## BEGIN DOCUMENT PASSAGE

# dvd-rw disk not recognized by DVD Player



## orkney (Sep 19, 2007)

I have a dvix convert to dvd software (VSO) that works and will copy to a DVD-R. This will then play on my Windows Media Player but will not play on my DVD recorder (510H Pioneer). If I copy to DVD-RW the program will erase old info on disk and then go through the copy to disk procedure. My Sony Dru 840A (also have used a Plextor 716A) shows it writing (green lite blinking & writing noise to disk) but theres nothing on the disk according to Windows Media Player and the 510H Pioneer). Also when I use software called copy to dvd it will show DVD-R with options to select speed (2X to 16X). It will copy to disk and play on Windows Media Player but not on 510H Pioneer. If I use a DVD-RW to copy to (usually video clips) It will erase old info, format, and then go through the process of copying (or so it seems). I use the Pioneer 510H to edit but can't get either DVD-R or RW disk recognized by the 510H. And Windows Media Player sees only the DVD-R. All of this worked on my old computer but not on my new (just built) desk top. My old computer had the IDE plugged in the power supply and a video connector. My new computer has only a ide connector and power connector. Is there something else that should be connected?? Is it firmware?? It doen't seem likely since my old Sony worked fine. Anyway, I need HELP. $100 donation for solving this very frustrating problem. Orkney


----------



## neil21stirling (Sep 12, 2007)

were you using the same software to create dvds before on your old machine?
and they worked fine on pc and dvd player? yes?

were u using the same dvd-r's and rw's?

I only ask as some dvd recorders both and recorder drives within pc's can be fussy on the media they write to.
In my last dvd-rw, it was a sony but would only write properly to sony disks or the really cheap ones out my local techy shop. 
wouldnt write properly to any other brand.


----------



## orkney (Sep 19, 2007)

Yes to all except sometimes I use different dvd-r. I now have three brands and the only time they work in the DVD player (510H) is if I burn a movie using 1 click DVD Pro. They will not work using copy to dvd (vso) and they did not work when I used software (roxio) that came with Sony 840A. Do you know if theres some kind of coding that could be missing. I saw something about DVD indentifers but have not id my Sony DVD-RW disk. They always worked in the past, but now they don't.


----------



## neil21stirling (Sep 12, 2007)

Probably wouldnt make much difference with the dvd identifier unless sony have stopped manufacturing thier dvd-rw and contracted someone else to do it.

## END DOCUMENT PASSAGE
## BEGIN DATA SECTION

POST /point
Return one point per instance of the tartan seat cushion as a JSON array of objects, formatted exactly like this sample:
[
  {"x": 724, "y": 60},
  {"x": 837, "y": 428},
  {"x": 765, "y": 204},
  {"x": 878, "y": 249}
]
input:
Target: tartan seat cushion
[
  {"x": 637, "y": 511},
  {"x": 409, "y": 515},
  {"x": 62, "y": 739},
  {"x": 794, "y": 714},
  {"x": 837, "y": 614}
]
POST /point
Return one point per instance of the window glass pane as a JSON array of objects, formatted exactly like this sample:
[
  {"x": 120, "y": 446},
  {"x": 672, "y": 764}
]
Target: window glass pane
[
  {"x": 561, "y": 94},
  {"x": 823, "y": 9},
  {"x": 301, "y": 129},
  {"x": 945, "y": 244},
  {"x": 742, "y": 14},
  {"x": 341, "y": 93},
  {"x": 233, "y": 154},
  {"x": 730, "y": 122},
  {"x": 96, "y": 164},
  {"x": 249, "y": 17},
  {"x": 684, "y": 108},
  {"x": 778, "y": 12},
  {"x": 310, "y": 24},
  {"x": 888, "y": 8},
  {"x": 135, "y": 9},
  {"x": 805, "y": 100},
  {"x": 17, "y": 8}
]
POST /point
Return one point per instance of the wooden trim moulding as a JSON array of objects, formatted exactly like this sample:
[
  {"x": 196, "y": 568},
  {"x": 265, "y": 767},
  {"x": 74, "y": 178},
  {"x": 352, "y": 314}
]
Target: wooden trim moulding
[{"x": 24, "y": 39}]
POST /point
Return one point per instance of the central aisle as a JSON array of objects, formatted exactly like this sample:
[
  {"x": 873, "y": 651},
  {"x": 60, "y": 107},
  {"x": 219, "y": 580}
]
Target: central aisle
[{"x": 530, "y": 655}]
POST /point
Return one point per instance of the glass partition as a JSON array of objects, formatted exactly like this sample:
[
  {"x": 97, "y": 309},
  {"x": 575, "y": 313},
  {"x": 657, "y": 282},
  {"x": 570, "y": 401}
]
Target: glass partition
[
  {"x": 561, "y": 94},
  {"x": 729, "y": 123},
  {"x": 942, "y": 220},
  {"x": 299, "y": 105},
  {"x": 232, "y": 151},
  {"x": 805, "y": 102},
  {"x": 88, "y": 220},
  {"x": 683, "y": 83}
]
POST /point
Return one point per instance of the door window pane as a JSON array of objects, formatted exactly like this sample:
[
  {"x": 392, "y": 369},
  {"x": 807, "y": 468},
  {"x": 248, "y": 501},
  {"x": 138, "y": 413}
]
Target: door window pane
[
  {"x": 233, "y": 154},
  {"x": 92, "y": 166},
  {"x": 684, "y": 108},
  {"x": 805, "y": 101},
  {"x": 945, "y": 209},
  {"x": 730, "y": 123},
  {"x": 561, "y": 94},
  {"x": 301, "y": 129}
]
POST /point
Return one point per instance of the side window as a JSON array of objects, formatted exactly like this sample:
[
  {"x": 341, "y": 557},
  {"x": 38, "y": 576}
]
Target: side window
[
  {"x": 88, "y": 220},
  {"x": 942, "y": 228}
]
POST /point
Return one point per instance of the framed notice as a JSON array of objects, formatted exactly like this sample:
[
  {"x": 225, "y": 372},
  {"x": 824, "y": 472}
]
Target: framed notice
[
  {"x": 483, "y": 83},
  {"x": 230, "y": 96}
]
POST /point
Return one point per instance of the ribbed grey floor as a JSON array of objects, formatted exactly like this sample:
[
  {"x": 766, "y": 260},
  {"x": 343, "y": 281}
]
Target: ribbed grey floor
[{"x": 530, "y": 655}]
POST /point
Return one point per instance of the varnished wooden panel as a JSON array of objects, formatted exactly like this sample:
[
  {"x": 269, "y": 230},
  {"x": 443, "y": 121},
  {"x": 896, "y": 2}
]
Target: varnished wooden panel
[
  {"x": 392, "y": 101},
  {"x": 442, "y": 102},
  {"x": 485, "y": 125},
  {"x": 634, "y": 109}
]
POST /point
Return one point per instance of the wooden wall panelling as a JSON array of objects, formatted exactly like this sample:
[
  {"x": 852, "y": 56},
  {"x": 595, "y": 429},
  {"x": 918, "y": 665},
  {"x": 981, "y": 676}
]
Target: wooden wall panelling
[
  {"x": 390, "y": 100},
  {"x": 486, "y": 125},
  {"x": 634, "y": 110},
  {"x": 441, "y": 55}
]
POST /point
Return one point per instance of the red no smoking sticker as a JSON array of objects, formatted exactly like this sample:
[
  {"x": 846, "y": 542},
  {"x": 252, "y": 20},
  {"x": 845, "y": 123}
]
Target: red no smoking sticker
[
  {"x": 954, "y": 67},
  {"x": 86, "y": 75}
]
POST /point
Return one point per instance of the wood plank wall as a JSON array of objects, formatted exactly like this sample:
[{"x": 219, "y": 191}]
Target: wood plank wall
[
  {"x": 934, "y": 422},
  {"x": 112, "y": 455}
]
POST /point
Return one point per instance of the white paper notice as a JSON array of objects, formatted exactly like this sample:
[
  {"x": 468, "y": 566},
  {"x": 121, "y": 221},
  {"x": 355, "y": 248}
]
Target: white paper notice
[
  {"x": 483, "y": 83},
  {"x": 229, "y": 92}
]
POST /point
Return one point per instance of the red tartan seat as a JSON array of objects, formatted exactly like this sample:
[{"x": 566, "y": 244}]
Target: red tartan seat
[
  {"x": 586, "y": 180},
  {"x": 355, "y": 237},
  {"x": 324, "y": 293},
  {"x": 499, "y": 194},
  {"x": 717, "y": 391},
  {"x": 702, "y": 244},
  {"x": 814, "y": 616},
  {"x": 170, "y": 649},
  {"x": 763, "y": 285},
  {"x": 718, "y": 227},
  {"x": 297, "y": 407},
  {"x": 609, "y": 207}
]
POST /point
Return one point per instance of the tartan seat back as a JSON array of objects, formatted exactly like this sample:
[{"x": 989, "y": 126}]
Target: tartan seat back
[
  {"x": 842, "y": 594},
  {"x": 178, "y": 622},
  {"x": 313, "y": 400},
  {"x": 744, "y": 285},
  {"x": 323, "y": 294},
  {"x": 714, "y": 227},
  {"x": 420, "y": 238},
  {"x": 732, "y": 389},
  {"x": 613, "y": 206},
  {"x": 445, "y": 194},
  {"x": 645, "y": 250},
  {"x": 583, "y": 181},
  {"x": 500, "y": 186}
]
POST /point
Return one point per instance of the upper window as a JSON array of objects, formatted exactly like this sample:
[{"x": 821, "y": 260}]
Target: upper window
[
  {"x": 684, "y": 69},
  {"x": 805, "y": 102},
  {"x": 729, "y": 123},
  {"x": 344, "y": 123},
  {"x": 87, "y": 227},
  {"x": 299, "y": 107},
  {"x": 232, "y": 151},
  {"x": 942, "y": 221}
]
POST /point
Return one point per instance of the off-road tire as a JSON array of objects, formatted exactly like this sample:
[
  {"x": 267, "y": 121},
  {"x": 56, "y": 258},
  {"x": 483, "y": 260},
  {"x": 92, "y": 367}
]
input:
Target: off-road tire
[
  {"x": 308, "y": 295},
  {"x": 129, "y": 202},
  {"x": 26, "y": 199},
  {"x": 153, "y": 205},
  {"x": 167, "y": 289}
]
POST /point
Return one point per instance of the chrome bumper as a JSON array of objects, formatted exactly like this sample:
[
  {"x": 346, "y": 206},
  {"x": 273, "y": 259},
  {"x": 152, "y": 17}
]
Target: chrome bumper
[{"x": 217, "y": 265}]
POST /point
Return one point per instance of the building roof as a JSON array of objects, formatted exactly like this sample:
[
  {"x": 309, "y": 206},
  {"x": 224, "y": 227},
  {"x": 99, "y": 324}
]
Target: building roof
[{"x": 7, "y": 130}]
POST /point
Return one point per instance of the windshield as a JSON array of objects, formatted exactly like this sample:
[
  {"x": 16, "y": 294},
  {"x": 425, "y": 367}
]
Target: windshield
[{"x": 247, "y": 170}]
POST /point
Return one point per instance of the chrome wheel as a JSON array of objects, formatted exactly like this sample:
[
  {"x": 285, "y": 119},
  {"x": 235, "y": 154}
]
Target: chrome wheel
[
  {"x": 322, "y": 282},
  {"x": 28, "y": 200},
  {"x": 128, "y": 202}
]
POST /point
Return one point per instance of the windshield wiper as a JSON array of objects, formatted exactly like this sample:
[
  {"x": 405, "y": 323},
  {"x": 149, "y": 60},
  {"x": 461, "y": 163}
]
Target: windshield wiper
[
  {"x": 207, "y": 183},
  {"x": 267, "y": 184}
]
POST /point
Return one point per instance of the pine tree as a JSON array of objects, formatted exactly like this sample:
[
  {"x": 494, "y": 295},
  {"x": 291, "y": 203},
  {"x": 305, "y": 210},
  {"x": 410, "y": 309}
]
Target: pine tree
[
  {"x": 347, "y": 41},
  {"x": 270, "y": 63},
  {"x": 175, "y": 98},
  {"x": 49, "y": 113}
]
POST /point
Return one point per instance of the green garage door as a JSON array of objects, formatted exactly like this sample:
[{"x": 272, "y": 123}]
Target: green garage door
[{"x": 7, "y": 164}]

## END DATA SECTION

DO THIS:
Extend the forum thread on the DVD-RW disk not recognized by the DVD player, beginning directly after its final sentence. The lines above are distinct material, unrelated to the forum thread on the unrecognized DVD-RW disk.

ANSWER TO THIS EXERCISE:
The identifier would certainly pick up the real manufacturer of the disks but doesnt really affect the issue.

I know its not exactly the finest of options but if its working on one program and not others, it could be the codecs in the burning software are not working correctly. This could cause the disk to play fine in the pc but not in the player since it wont recognise it.
So what i would try is either re-installing your burning software or switching to new buring software.
I fully recomend something like NERO. I use it at home and have never had any problems at all.

or you can pick up dvd buring and converting freeware like DVDflick
http://www.dvdflick.net/download.php

other option may just be to buy a new dvd player. or DivX dvd player, meaning you wouldnt have to convert the video files from avi or divx format to dvd in the first place and you would fit more on a disk. You can pick these up pretty cheap online now too.

or convertxtodvd
http://www.videohelp.com/tools/ConvertXtoDVD

both viable tools and have used both in the past at somepoint myself. also without issues.


----------



## orkney (Sep 19, 2007)

Thanks for advise. Will try since I'm still in the same position. Someone suggested I uninstall ALL my software, repair my XP (I just installed it 2 weeks ago) and then only put in the minimum to see if it might be some other software thats doing this (anonymizer-printshop 20-ITUNES etc. Could it be spybot or adaware. AVG 8??) Can do this but what do you think??? I also have a Sony RDR-HX715 that I could try (I never hooked it up). My old 510H Pioneer only plays DVD-R & DVD-RW. Anyway, Im just prodding along. Again, thanks for advice, Orkney


----------



## neil21stirling (Sep 12, 2007)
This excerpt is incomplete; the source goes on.